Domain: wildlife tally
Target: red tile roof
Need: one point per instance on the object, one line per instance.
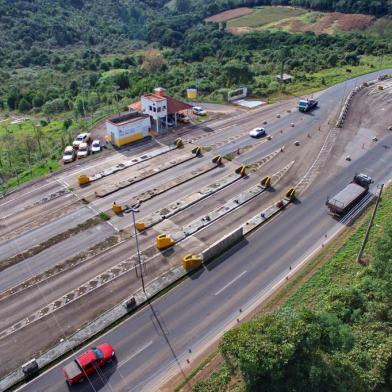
(154, 97)
(173, 105)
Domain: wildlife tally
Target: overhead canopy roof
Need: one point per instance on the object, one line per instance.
(173, 105)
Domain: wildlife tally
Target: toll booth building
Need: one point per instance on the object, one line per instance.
(162, 109)
(128, 128)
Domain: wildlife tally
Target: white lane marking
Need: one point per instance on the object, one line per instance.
(141, 349)
(231, 282)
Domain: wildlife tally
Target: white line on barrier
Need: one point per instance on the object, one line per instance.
(231, 282)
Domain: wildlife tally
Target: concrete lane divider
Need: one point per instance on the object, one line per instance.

• • • •

#### [ACTIVITY]
If you see a picture in the listing, skip it while copying everything else exactly.

#### [SOLUTION TO THIS TASK]
Domain: wildlife tally
Target: red tile roof
Need: one point per instance on the object, one line per instance.
(154, 97)
(173, 105)
Domain: wildlife tally
Target: overhead canopy roof
Need: one point per instance on the object, one line per instance.
(173, 105)
Domain: wildlife tally
Target: toll booth building
Need: one point per instance on the object, one line per instance.
(162, 109)
(128, 128)
Domain: wildlife tally
Target: white lane marking
Need: one point per instance on the object, one line per instance.
(141, 349)
(231, 282)
Domain: wildlife tally
Target: white line on barrier
Need: one point per instance on the object, one line per instance.
(231, 282)
Domain: wildlife tally
Target: concrete lane divider
Need: one point per instance on the object, one line per instance.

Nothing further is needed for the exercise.